▶ [Tasks and exercises]:
A: In the passage about the American Cargo War Risk Reinsurance Exchange, on what date did the Exchange's final agreement take effect?
B: Pick up the passage on the American Cargo War Risk Reinsurance Exchange after its final sentence and carry it forward.

▶ [Passage]:
By Donald H. Chadwick

A unique reinsurance facility was severely tested on September 1, 1939, when thousands of German bombers suddenly rained death and destruction on Poland, followed on September 3 with the torpedoing of the Athenia, causing terrible losses of men, ships, and cargoes in the war at sea. This special facility is a chapter of reinsurance history that is very appropriate to recall in today’s times when reinsurers are also being severely tested.

A Historical Trace

In fact, marine underwriters in the United States had anticipated the need for mutual reinsurance protection before this holocaust, since Hitlerī€Ēs armies had already warned us sufficiently when they dismembered Czechoslovakia.

During the winter and spring of 1939, while Hitler and Tojo were straining toward war, there were many meetings of the organizers of what became The American Cargo War Risk Reinsurance Exchange. Various reinsurance arrange­ments were considered. In view of the tremendous volume of individual reports of shipments, it was decided that a recip­rocal exchange subscribed by the entire American market would be the most efficient form of reinsurance. On April 17,1939, a preliminary agreement for the Exchange was submitted to American companies and foreign companies licensed for business in the U.S.; the final agreement became effective June 10,1939.

▶ [Recorded information]:
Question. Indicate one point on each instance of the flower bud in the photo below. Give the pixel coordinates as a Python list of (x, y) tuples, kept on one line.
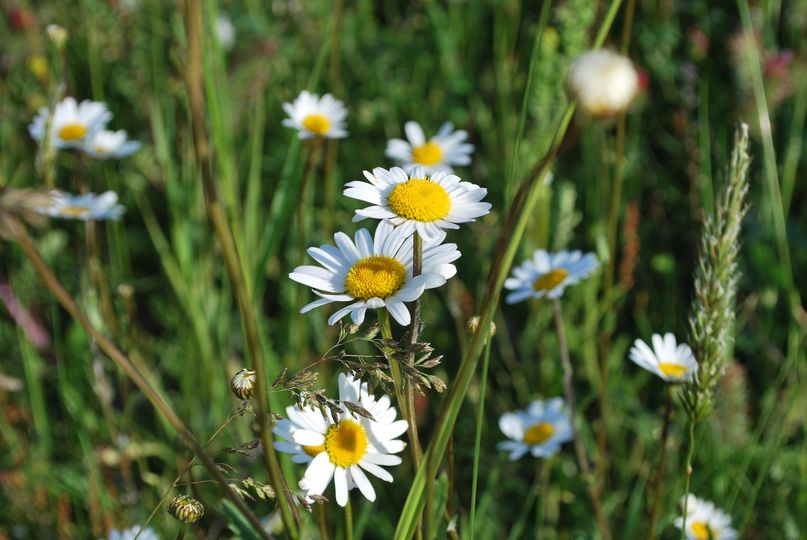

▶ [Responses]:
A: June 10, 1939

B:
June 1939 was three months prior to the shooting war, yet it was apparent der Fuhrer had turned on Poland, demanding the return of Danzig and a zone across the Polish Corridor. But Poland, having witnessed the dismemberment of Czecho­slovakia, had attempted arbitration.

Chamberlain responded by declaring “Peace in our time.” Hitler then switched to a peace offensive, being his infamous “war of nerves” technique. By June 1st it appeared Poland must crack under the pressure. On June 10th the Exchange commenced to function.

Such organizations are permitted under Section 29 of the Merchant Marine Act of 1920, enacted after World War I to encourage the formation of Syndicates to provide American insurance for foreign trade and vessels of this county. Section 29 specifically exempts certain reinsurance organizations from the provisions of the Sherman-Clayton Anti-Trust Act.

In spite of the fury at sea, the Exchange functioned as plan­ned. American companies were able throughout the war to continue offering their insureds war risks insurance. Open policies were used because the risk was automatically reinsured through all the companies in the market. Such insurance was effected as published rates available to all; of course, rates fluctuated with the fortunes of war.

The year 1942 was a period of particular crisis. A vicious submarine campaign, extending far beyond our expec­tations, was waged off the Atlantic coast. The sub sinkings weren’t brought under control until late in the year. During the first 10 months, 550 vessels were sunk in the western Atlantic. War rates advanced rapidly; the highest being 25 percent from New York to Brazil or Argentina.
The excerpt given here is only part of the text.